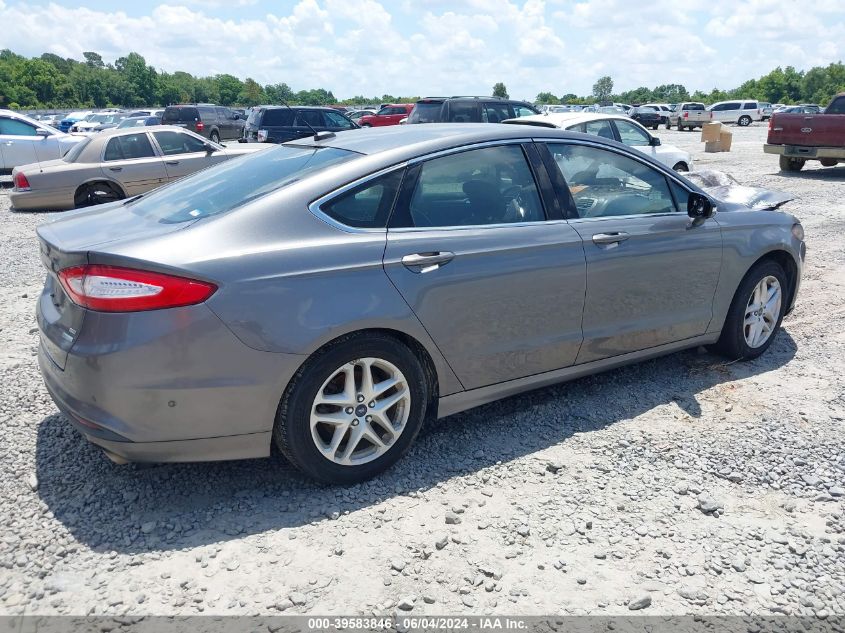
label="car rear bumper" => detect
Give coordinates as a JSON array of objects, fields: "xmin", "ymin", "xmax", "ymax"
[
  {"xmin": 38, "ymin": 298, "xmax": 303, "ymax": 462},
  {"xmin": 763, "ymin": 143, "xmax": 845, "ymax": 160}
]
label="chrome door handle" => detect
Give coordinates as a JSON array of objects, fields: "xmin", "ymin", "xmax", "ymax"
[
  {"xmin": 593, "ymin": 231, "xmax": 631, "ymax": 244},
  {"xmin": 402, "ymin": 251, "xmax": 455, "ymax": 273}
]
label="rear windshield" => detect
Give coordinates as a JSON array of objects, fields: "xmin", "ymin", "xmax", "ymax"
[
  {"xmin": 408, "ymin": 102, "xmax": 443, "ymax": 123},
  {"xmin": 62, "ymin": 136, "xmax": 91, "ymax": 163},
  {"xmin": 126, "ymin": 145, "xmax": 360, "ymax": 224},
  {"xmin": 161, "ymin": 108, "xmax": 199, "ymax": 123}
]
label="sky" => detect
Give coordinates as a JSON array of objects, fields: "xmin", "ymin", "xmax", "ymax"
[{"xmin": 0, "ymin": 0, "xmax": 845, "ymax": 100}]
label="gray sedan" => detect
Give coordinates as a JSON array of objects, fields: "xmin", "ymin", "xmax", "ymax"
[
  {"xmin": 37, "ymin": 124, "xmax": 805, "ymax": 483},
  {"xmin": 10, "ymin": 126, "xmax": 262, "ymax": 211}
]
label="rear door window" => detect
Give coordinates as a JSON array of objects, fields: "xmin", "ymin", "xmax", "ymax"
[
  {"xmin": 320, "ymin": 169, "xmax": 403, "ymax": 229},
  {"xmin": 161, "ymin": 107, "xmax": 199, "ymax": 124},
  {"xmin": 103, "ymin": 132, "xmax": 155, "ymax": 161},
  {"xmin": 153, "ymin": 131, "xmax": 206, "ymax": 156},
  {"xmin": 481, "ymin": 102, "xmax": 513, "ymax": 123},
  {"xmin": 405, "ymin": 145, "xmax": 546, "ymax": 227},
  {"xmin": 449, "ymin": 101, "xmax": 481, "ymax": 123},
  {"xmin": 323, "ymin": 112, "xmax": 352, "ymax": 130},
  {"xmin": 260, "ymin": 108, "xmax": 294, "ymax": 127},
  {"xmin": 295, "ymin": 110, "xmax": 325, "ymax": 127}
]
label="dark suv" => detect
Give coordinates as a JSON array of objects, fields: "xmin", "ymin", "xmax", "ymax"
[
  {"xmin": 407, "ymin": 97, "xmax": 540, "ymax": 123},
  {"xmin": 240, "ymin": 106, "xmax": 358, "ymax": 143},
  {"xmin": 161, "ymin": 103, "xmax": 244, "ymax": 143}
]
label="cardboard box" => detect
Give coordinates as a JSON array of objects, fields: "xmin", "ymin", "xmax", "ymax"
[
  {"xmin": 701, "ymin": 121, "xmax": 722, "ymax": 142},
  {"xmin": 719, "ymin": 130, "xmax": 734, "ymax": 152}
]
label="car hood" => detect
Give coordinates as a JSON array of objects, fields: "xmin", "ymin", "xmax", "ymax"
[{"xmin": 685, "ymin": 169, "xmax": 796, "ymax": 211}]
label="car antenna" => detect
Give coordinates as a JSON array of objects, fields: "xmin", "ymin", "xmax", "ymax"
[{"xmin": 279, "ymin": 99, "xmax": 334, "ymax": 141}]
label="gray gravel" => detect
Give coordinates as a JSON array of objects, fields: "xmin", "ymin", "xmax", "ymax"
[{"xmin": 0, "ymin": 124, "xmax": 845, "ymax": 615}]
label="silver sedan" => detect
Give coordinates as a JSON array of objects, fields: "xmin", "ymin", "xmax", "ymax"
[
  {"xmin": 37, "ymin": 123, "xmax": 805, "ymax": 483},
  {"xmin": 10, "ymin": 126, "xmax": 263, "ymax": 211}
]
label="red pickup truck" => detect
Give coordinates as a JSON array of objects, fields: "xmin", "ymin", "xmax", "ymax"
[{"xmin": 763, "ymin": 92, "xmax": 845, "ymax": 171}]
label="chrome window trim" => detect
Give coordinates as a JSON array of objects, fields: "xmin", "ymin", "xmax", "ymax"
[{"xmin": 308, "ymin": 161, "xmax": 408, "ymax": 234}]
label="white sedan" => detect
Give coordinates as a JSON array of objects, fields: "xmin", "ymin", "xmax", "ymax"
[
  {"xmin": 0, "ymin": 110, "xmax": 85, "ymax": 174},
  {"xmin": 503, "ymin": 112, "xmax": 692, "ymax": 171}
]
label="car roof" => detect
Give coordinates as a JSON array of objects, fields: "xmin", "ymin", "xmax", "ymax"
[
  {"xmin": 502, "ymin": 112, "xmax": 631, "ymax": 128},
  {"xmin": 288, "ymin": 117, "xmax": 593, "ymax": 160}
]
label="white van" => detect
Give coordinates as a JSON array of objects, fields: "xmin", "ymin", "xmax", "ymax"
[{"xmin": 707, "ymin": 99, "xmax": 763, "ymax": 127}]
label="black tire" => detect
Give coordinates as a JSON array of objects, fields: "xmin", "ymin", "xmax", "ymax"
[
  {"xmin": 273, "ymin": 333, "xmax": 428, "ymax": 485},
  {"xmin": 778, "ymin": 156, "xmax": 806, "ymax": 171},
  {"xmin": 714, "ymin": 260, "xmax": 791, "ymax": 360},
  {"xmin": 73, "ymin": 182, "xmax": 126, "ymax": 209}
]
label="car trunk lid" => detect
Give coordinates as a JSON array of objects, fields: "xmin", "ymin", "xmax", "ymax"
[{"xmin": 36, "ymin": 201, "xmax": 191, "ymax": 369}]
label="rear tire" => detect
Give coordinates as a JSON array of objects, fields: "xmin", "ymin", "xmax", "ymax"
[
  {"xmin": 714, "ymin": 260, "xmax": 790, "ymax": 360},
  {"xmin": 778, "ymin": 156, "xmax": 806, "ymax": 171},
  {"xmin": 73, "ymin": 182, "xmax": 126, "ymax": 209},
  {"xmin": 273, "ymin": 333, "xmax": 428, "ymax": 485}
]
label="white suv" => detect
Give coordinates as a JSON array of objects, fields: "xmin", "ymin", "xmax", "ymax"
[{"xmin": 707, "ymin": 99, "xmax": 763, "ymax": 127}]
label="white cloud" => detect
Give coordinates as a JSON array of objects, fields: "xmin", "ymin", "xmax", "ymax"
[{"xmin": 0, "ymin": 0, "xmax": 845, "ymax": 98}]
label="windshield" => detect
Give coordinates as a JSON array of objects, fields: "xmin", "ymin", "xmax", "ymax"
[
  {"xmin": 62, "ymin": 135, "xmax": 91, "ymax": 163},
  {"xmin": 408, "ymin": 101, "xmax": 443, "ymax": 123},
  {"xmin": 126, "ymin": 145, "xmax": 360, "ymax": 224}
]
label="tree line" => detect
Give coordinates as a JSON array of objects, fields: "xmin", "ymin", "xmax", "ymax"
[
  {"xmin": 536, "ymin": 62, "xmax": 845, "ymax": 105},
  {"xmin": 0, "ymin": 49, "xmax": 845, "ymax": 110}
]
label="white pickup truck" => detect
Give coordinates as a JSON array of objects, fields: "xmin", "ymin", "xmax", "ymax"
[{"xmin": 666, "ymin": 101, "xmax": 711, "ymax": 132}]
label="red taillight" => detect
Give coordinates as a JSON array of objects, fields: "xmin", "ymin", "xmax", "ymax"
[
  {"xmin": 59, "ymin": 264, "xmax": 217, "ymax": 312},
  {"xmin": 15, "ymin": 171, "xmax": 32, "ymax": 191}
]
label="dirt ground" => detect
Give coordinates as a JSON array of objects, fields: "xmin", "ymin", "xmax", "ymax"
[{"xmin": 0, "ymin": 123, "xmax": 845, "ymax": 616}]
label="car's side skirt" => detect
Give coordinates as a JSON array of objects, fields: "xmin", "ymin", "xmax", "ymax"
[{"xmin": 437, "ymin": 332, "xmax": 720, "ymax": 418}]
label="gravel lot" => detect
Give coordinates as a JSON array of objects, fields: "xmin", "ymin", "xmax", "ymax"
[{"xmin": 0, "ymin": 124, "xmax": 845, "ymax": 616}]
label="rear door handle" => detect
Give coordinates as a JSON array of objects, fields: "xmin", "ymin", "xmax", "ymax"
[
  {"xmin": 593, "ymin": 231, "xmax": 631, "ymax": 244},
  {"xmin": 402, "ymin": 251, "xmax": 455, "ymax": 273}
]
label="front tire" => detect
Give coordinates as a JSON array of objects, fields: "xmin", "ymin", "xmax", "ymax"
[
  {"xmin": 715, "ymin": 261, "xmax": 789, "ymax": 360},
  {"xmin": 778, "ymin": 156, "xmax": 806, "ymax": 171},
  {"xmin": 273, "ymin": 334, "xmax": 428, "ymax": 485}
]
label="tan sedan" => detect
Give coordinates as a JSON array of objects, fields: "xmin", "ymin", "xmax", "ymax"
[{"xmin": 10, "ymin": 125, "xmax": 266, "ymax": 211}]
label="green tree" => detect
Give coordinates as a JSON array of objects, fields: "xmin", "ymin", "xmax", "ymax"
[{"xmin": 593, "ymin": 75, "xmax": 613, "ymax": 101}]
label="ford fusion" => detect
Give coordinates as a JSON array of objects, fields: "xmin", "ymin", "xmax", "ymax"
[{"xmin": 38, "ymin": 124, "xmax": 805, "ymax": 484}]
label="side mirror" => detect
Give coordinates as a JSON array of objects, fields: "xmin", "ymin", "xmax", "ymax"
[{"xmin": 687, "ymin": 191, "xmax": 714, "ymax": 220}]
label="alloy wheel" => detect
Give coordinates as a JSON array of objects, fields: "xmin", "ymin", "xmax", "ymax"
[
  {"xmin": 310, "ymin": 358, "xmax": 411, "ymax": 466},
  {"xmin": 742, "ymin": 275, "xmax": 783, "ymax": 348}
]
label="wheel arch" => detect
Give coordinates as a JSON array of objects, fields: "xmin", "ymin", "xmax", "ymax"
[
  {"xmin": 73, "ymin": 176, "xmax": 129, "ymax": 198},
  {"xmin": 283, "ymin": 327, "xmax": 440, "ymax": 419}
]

────────

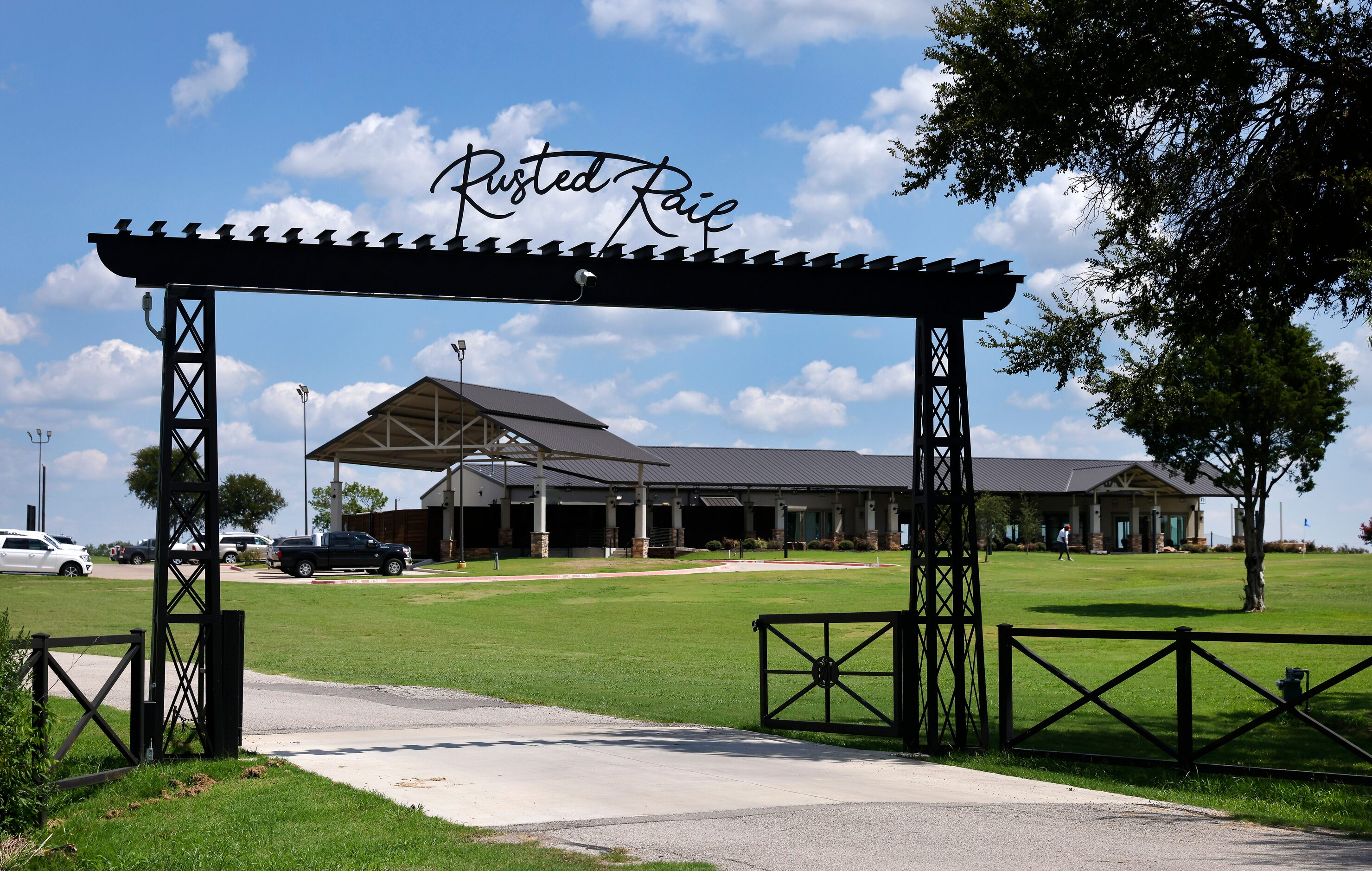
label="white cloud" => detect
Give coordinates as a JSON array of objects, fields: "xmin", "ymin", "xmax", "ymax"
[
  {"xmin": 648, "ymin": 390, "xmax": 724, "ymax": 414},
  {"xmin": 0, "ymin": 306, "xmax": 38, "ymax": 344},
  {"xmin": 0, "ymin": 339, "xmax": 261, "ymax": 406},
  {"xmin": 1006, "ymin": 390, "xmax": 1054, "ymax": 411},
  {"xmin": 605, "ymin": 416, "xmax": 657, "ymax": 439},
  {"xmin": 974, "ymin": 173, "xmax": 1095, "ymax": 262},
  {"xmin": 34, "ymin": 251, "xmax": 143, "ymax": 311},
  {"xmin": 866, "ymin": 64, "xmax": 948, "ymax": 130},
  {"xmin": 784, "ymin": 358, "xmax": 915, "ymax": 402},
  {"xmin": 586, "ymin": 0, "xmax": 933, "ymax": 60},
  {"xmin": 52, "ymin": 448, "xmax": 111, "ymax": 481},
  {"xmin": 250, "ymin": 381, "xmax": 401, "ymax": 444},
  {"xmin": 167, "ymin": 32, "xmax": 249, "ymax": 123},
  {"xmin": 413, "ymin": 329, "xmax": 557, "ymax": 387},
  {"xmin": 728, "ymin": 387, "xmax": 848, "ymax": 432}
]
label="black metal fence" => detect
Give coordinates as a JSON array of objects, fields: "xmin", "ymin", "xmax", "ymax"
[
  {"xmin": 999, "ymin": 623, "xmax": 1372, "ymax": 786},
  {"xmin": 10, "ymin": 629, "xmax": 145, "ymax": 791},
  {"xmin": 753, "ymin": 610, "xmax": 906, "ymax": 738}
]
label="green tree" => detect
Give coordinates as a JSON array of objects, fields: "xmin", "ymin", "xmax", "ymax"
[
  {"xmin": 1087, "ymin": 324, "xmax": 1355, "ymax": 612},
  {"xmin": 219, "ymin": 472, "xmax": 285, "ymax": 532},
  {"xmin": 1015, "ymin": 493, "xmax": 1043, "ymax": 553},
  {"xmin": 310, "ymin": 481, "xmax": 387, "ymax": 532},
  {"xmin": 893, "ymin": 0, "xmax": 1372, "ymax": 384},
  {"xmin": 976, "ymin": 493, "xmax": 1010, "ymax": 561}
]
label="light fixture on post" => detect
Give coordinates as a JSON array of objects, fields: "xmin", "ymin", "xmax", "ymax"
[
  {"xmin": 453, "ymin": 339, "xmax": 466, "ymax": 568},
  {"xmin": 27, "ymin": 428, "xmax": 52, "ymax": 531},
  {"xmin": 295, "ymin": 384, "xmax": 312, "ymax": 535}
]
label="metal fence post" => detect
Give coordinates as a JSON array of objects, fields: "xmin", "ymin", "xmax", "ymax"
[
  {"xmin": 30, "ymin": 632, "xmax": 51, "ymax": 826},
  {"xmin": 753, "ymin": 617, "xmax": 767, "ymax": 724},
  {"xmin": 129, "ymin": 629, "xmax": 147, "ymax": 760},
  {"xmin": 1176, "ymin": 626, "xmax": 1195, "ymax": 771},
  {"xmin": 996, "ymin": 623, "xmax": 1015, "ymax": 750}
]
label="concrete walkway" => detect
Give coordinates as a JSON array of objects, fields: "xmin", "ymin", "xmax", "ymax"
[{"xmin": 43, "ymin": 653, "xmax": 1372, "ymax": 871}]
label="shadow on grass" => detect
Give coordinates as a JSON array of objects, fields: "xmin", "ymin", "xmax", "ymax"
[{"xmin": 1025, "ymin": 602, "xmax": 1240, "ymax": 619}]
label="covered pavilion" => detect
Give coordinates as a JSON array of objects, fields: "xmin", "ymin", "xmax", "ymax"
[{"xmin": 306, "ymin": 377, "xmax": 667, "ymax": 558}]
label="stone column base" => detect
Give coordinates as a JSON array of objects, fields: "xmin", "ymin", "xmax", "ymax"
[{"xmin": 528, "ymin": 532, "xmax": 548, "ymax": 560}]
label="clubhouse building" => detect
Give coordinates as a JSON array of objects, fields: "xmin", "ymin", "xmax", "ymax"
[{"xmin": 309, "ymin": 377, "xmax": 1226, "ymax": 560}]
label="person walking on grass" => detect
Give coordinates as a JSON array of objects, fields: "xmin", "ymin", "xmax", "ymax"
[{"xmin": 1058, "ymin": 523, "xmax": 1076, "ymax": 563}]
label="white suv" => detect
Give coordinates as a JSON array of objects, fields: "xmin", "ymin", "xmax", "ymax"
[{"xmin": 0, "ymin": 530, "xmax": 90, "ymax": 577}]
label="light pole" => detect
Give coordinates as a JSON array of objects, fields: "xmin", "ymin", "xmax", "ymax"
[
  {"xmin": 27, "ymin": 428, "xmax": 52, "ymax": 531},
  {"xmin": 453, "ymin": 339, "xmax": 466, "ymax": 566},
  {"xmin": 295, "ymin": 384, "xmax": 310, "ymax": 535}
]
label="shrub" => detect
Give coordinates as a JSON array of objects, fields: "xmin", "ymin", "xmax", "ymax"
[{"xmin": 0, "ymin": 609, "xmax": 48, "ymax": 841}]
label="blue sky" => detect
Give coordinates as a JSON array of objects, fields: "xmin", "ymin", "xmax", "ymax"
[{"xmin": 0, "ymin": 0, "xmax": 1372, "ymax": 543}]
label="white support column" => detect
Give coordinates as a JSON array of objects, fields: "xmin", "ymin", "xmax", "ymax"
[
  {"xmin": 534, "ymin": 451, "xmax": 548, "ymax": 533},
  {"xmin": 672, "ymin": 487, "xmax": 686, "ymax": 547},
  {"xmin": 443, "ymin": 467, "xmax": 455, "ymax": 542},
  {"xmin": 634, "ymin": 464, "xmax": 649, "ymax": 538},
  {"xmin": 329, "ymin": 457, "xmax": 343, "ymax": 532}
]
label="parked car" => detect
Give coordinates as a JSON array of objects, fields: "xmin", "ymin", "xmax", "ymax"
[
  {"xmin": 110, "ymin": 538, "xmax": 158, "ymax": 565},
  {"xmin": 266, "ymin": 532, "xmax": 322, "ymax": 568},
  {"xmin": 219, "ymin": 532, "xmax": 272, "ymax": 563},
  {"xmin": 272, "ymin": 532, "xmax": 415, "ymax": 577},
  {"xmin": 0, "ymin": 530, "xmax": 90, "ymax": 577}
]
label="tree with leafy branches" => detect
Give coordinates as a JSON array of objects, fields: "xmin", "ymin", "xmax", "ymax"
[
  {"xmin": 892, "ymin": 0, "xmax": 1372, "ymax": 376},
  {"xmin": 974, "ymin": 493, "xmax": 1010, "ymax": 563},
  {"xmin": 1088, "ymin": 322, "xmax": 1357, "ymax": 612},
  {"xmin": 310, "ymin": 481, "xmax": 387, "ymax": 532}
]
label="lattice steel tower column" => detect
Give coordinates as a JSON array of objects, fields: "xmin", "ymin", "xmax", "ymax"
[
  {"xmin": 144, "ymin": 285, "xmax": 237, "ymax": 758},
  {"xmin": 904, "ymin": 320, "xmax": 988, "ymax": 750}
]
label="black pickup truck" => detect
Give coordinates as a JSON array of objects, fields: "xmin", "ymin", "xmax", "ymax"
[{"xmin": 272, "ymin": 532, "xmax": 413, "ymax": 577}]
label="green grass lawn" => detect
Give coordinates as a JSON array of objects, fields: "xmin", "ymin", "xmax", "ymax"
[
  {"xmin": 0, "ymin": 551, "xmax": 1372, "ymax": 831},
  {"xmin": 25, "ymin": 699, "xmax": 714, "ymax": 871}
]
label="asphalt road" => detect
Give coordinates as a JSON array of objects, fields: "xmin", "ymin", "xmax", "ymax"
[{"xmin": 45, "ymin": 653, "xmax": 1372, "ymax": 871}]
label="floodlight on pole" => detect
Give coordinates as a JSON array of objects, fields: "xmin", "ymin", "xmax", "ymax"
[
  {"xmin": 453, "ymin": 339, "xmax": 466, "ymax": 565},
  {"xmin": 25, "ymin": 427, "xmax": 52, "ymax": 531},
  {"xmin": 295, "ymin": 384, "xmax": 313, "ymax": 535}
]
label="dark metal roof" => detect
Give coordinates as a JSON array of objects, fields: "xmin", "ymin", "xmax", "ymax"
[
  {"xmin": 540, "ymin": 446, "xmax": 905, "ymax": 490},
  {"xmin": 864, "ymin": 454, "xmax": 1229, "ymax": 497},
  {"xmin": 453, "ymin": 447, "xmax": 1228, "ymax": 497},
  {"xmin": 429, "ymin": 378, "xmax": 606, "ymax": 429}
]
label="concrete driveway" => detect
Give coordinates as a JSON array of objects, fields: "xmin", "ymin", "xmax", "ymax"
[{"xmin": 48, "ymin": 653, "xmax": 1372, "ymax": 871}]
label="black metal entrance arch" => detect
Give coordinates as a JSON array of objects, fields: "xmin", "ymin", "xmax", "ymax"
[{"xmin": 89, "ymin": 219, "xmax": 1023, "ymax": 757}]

────────

#### What the task requires:
Count the lines in the material above that contain the string "window", where uppercase and lowercase letters count as different, and report only that number.

#### Exercise answer:
2